- **EXERCISE TASK**
Which lines in the entries below contain the string "orchid"? Report each of them in full.

- **ROWS**
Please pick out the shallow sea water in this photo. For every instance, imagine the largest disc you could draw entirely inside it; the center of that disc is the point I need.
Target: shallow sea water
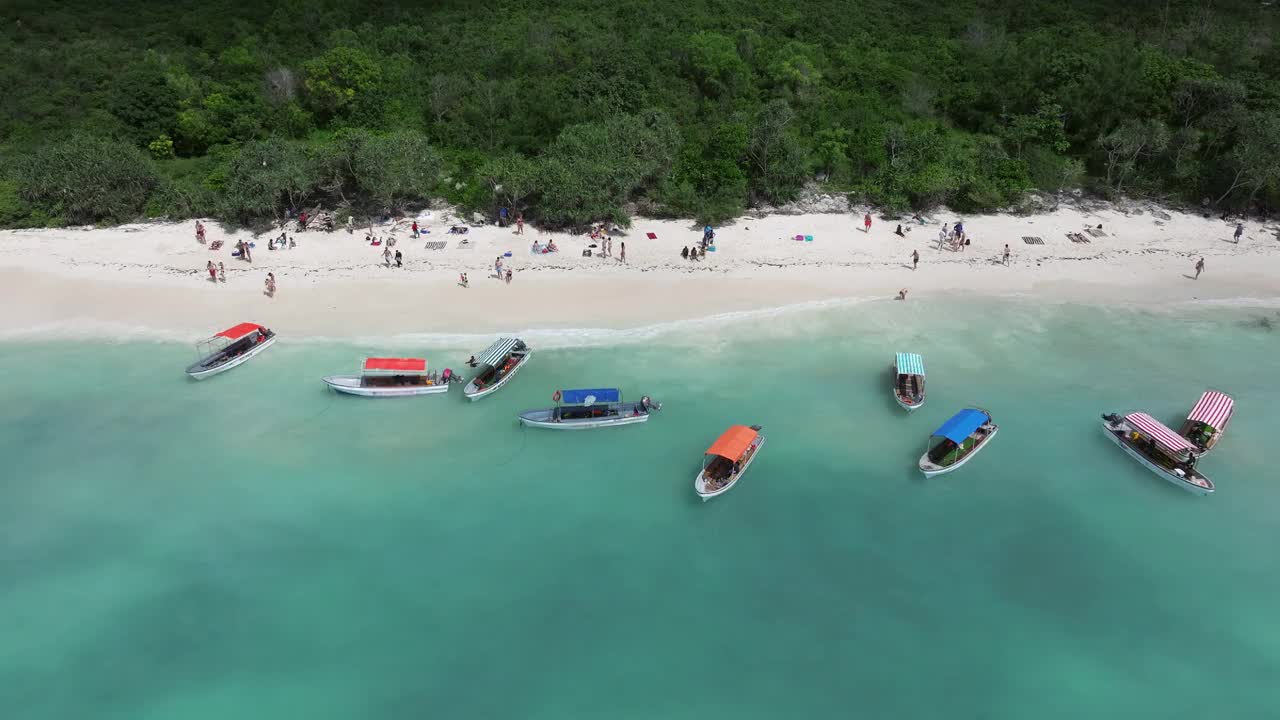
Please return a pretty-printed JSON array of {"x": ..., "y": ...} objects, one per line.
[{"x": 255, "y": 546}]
...
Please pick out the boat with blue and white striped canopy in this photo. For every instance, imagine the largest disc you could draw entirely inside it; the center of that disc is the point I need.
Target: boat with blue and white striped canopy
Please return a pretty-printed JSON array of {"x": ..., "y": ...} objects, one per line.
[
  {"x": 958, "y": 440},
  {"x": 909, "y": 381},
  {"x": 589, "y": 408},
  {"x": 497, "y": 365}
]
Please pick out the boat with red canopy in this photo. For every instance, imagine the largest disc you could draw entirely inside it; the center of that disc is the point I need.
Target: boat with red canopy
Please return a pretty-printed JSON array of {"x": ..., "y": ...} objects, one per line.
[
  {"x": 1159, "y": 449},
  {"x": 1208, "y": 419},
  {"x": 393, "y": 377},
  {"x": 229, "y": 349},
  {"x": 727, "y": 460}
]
* * *
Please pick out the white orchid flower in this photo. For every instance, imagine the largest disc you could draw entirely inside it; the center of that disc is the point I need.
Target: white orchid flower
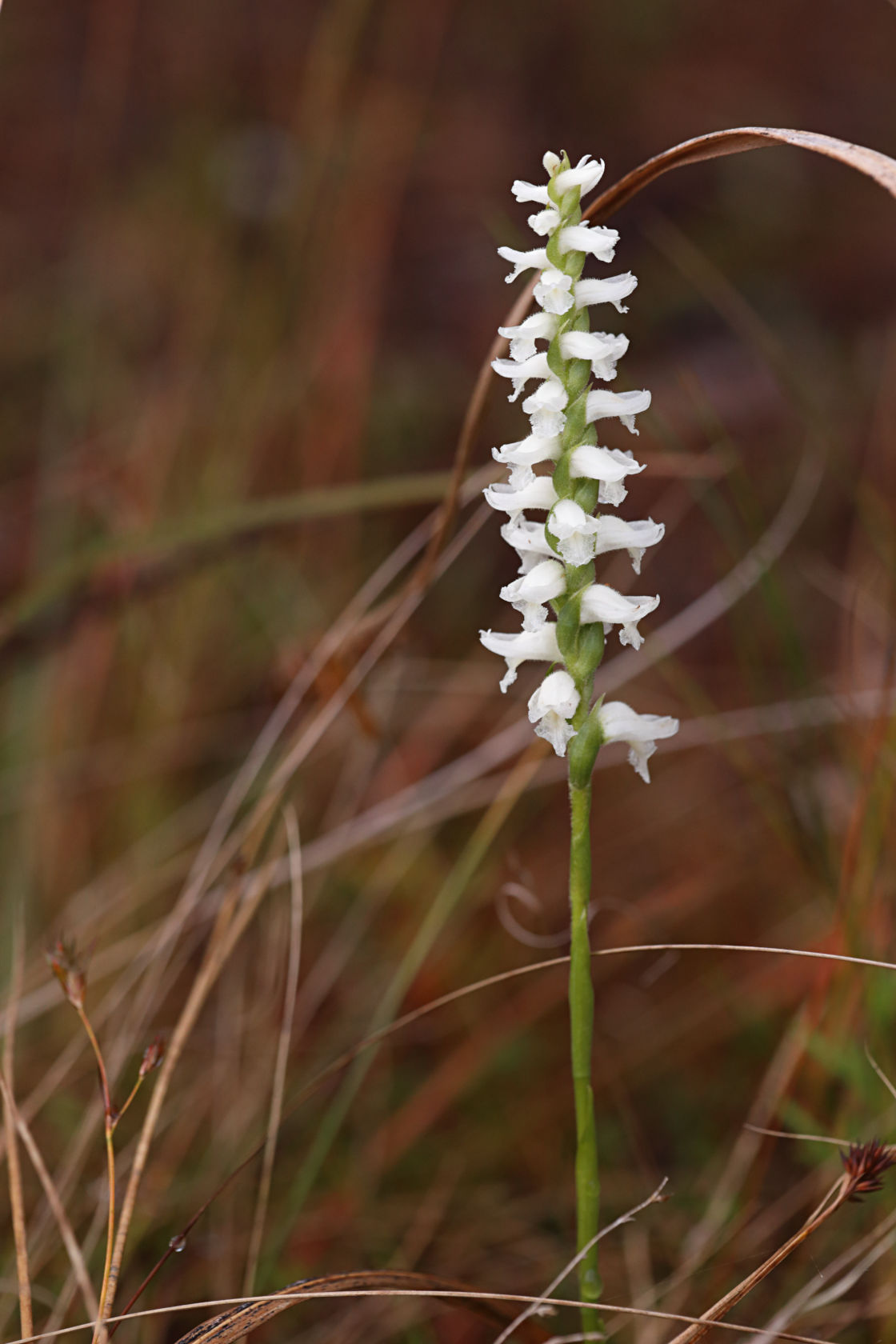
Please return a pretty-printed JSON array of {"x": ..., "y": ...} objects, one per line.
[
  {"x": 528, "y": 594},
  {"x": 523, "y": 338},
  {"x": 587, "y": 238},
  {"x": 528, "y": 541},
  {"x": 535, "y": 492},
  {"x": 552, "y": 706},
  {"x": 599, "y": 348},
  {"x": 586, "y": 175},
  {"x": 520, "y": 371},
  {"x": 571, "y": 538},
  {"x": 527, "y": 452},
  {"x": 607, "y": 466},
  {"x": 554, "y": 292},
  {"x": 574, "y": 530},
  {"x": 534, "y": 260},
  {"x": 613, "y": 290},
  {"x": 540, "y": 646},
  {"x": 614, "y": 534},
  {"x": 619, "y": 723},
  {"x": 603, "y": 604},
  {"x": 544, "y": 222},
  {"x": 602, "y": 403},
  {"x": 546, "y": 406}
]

- **OUTPUT OF THE TASK**
Please pick out the white orchid flower in this photo. For every instance, imagine the largest disc you could draw entirely inside it; the center of that disc is the point I need.
Target: white orchid flower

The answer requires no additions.